Point annotation records:
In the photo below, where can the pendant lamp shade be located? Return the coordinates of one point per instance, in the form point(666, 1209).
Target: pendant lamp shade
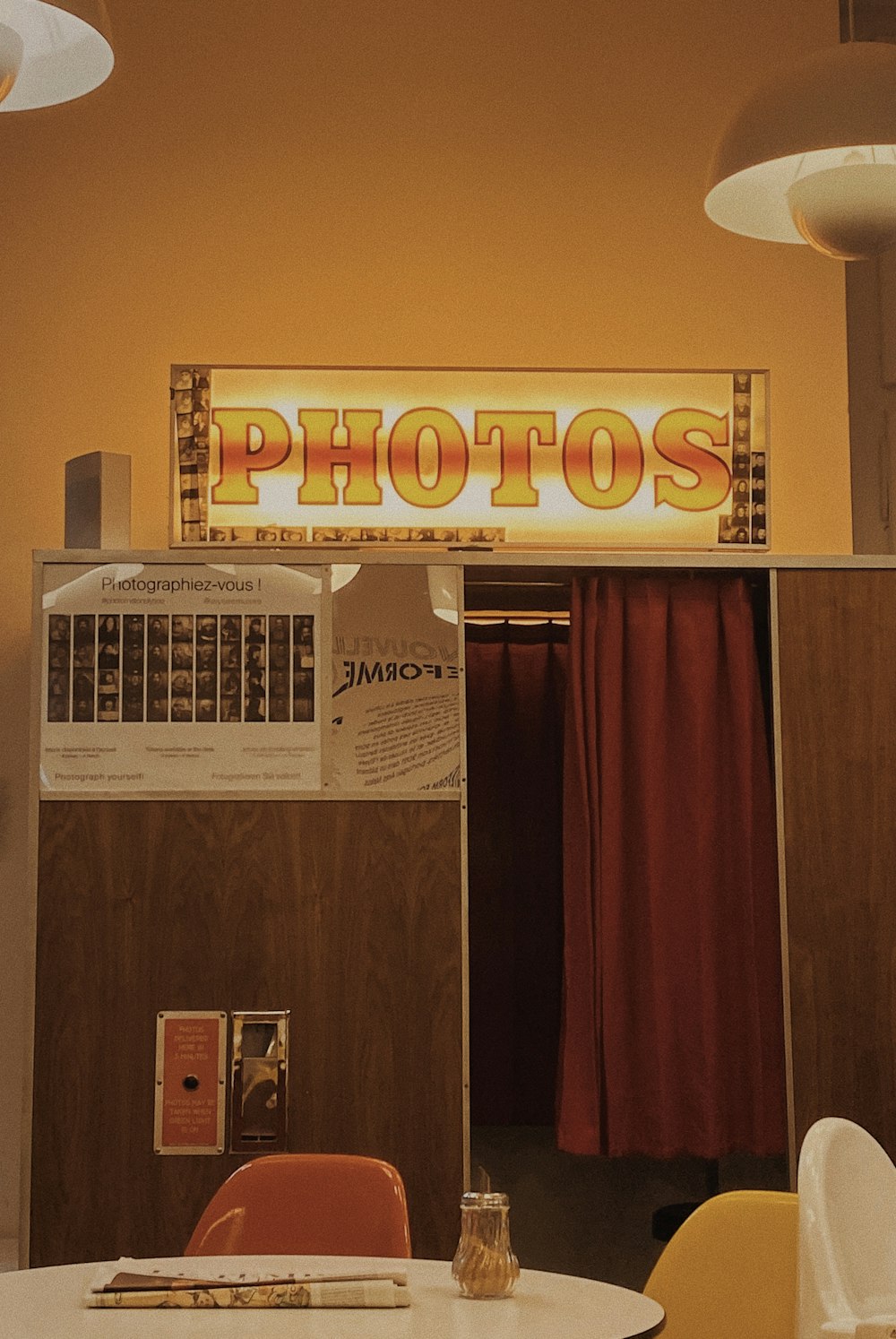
point(51, 53)
point(812, 156)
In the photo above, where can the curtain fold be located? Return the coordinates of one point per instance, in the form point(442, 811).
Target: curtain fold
point(516, 686)
point(673, 1032)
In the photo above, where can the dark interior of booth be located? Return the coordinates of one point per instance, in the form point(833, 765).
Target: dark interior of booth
point(596, 1216)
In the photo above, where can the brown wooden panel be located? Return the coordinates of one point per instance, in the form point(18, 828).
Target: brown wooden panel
point(349, 913)
point(837, 634)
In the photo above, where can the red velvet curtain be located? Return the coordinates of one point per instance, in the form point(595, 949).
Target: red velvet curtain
point(673, 1038)
point(514, 706)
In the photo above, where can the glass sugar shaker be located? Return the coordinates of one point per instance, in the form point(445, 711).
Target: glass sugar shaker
point(485, 1265)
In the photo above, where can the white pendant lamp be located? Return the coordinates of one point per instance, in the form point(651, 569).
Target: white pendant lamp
point(51, 51)
point(812, 156)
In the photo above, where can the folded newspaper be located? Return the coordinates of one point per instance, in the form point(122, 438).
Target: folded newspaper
point(135, 1283)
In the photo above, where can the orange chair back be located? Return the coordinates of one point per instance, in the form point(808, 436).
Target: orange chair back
point(307, 1204)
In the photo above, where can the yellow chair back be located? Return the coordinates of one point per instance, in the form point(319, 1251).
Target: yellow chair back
point(730, 1271)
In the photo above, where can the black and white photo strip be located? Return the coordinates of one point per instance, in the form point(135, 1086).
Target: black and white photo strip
point(157, 667)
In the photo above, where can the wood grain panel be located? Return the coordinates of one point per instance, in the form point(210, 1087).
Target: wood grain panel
point(837, 679)
point(347, 913)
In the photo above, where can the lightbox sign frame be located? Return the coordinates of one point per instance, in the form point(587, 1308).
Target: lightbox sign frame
point(535, 458)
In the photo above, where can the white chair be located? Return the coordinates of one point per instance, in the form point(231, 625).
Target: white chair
point(847, 1189)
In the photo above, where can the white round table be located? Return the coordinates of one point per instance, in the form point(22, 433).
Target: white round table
point(48, 1304)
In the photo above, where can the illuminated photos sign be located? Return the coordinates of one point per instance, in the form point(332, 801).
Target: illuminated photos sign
point(414, 455)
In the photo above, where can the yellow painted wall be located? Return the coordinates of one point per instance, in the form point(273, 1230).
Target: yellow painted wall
point(504, 182)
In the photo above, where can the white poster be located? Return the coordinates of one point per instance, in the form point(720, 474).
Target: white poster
point(397, 693)
point(162, 678)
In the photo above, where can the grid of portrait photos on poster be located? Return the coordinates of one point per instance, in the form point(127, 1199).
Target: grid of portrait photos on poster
point(135, 667)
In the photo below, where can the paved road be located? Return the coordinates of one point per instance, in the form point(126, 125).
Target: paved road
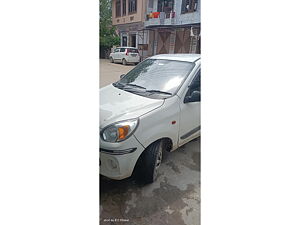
point(174, 199)
point(110, 72)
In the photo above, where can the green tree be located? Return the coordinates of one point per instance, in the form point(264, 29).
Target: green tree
point(108, 35)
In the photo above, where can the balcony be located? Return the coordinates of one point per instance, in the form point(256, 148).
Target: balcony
point(160, 19)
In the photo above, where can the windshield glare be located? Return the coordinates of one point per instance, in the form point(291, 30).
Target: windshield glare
point(159, 74)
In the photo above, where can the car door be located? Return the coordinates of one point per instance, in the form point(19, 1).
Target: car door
point(116, 54)
point(122, 54)
point(190, 111)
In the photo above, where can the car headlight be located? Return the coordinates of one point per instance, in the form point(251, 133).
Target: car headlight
point(119, 131)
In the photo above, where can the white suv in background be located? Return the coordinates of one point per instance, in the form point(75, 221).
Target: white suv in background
point(125, 55)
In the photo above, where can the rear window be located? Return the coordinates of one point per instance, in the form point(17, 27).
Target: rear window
point(132, 50)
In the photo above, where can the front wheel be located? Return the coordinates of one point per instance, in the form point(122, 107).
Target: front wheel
point(152, 159)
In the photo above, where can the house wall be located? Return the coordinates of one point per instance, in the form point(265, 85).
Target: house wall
point(139, 16)
point(180, 19)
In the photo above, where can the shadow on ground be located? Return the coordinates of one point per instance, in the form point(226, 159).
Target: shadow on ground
point(173, 199)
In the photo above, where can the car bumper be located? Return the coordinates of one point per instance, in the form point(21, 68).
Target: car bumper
point(117, 160)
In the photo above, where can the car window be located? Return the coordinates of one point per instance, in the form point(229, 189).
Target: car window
point(159, 74)
point(133, 50)
point(195, 84)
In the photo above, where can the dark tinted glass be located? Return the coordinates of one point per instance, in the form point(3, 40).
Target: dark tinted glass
point(158, 74)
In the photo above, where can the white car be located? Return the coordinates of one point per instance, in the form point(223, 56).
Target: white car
point(125, 55)
point(154, 107)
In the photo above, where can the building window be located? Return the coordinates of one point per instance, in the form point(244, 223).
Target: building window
point(166, 6)
point(124, 8)
point(132, 6)
point(118, 8)
point(189, 6)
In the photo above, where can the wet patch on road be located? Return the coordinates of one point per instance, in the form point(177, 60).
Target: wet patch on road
point(174, 199)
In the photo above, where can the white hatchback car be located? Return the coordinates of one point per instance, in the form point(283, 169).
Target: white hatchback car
point(154, 107)
point(125, 55)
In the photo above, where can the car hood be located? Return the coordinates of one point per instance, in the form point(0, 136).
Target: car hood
point(117, 105)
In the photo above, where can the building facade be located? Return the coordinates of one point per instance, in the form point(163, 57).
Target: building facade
point(129, 17)
point(176, 28)
point(158, 26)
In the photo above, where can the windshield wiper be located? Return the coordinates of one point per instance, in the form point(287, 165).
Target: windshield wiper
point(134, 85)
point(118, 84)
point(158, 92)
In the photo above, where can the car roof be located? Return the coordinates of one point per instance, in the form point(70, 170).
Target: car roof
point(178, 57)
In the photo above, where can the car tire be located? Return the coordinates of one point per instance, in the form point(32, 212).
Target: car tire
point(151, 161)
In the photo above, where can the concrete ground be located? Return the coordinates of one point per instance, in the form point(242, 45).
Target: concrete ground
point(110, 72)
point(174, 199)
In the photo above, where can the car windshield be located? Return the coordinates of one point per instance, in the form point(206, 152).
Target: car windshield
point(132, 50)
point(155, 78)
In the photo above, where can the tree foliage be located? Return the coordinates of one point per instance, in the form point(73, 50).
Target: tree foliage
point(108, 35)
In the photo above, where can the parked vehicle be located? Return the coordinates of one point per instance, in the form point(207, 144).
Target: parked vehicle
point(125, 55)
point(154, 107)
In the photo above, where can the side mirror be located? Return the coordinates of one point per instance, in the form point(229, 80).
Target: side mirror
point(194, 97)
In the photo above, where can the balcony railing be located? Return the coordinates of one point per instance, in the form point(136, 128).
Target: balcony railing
point(160, 18)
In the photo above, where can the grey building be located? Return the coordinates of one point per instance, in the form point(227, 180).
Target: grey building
point(173, 25)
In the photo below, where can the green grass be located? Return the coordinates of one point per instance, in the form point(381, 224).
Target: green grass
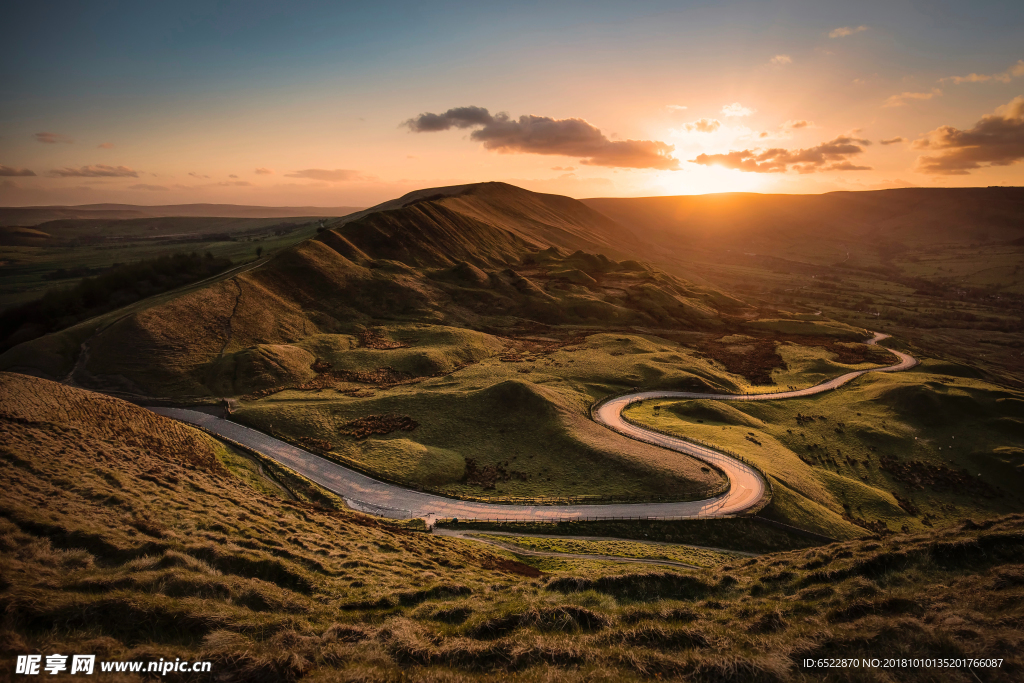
point(155, 550)
point(828, 470)
point(26, 267)
point(739, 534)
point(529, 417)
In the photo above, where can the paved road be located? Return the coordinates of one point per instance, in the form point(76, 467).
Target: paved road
point(369, 495)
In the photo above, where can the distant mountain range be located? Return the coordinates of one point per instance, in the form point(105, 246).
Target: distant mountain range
point(34, 215)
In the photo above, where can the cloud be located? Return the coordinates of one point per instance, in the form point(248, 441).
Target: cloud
point(15, 172)
point(704, 125)
point(459, 117)
point(832, 156)
point(845, 31)
point(544, 135)
point(995, 140)
point(51, 138)
point(735, 109)
point(96, 171)
point(1003, 77)
point(904, 97)
point(337, 175)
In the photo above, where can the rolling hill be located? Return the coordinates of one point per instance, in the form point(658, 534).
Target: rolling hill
point(488, 256)
point(33, 215)
point(169, 545)
point(913, 217)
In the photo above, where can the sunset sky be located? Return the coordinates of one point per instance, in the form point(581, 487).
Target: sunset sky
point(329, 104)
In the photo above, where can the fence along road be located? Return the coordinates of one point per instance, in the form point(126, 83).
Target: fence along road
point(361, 493)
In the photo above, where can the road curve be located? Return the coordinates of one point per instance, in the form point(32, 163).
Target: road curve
point(368, 495)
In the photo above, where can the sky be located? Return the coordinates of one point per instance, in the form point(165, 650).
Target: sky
point(335, 103)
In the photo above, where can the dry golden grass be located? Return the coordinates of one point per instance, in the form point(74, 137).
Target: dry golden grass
point(121, 534)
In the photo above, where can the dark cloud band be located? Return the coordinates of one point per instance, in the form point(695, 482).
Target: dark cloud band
point(832, 156)
point(544, 135)
point(995, 140)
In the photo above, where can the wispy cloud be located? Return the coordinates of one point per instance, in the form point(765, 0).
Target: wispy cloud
point(995, 140)
point(704, 125)
point(1003, 77)
point(845, 31)
point(832, 156)
point(336, 175)
point(544, 135)
point(737, 110)
point(15, 172)
point(52, 138)
point(905, 97)
point(95, 171)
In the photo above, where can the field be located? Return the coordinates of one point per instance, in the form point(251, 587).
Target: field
point(939, 269)
point(506, 417)
point(59, 253)
point(906, 451)
point(159, 551)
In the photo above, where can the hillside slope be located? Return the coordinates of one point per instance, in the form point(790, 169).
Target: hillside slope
point(491, 256)
point(33, 215)
point(912, 216)
point(133, 535)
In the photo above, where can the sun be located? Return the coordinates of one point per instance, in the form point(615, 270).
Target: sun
point(709, 179)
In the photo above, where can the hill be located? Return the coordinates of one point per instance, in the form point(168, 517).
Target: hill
point(913, 217)
point(541, 220)
point(940, 267)
point(33, 215)
point(486, 257)
point(168, 545)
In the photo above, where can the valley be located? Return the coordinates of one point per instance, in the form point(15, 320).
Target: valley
point(486, 431)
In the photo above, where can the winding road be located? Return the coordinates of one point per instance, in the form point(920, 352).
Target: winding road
point(748, 485)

» What is required
Render the part of the records that opens with the line containing "In the photo above, where can the car roof" and closes with the line containing "point(151, 161)" as a two-column CSV with the columns "query" and "result", one row per record. Enclose each field in double quotes and replace line breaks within a field with spaces.

» Output for this exercise
query,result
"In the photo above, where can the car roof be located? Return the coordinates of one point per instance, in the form point(70, 170). Target: car roof","point(178, 57)"
"In the photo above, where can the car tire be located? Return the coordinates of one point per instance, in the form point(32, 212). Target: car tire","point(151, 161)"